━━ EXCERPT TO READ ━━
Puppy Life Skills 2: Comfort, Calm, Confidence
This article focuses on socialization. What is puppy socialization? And, what it is not. There are three development stages. Each one requires different skills and tasks taught the puppy.
Socializing 8 – 12 Weeks – Comfort
The most important things to consider when socializing is that:
a) A puppy should never be forced to encounter everything or everyone – especially in your home.
b) A puppy should be allowed to investigate ‘everything’ it wants to. If that means that you didn’t get to socialize because the puppy wanted to sniff, okay.
c) Socializing should never be longer than 30 minutes. It should end as soon as the puppy starts to act hyper, stressed, biting/barking/lunging, or hides close to your legs.
d) Socializing is fun for the puppy and include lots of treats. If it is not fun and the puppy is not happy then it is not socializing, it is traumatizing.
e) You should play with your puppy when socializing, or it is not building ‘happy’ emotions.
f) Socializing is not the time to train. Socializing is about the puppy and making the puppy happy.
━━━
━━ DATASET EXCERPT ━━
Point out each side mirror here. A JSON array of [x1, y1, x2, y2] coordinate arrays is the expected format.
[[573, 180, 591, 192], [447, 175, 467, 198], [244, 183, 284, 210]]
━━━
REQUIRED TASK:
Continue the puppy socialization article from where it stops, after its last listed point.

RESULT:
At this stage you should comfort your puppy. Do not overwhelm it. Make your puppy earn it’s freedom. The whole house is too overwhelming. Instead, let the puppy have access to the kitchen. When it can behave well in the kitchen, then let it have access to the other rooms unsupervised.
When you take puppies into other rooms then stay engaged with them. When you become busy, or distracted, then return the puppy to the safe room. The most important thing your puppy needs to learn is that you can be calm. This will help teach your puppy to be calm.
It is very important that you don’t lose your temper or punish a puppy at this stage. If your puppy is being bad, or you are impatient, then put the puppy away with a chew toy. Going into the crate should always be something good – even if it is a punishment.
If your puppy becomes upset, then take a few minutes and comfort the puppy. You only have a few weeks to ‘imprint’ trust, social tolerance, and a happy attitude.
Remember that your puppy didn’t ask to be brought into our homes. We often pick breeds for house pets that were never bred for a sedentary lifestyle, where they spend hours a day doing nothing. It is our responsibility to give our puppy this chance to be comforted, and develop at its own pace.
But it is also our responsibility to teach it good behaviors. One of the biggest mistakes is to give a puppy a ‘childhood.’ Puppies are not children. They don’t learn to be good by having fun. When a puppy plays we are either imprinting Urban behaviors over the puppy’s natural instinct, or the puppy is learning to fight, hunt, and survive in the wild.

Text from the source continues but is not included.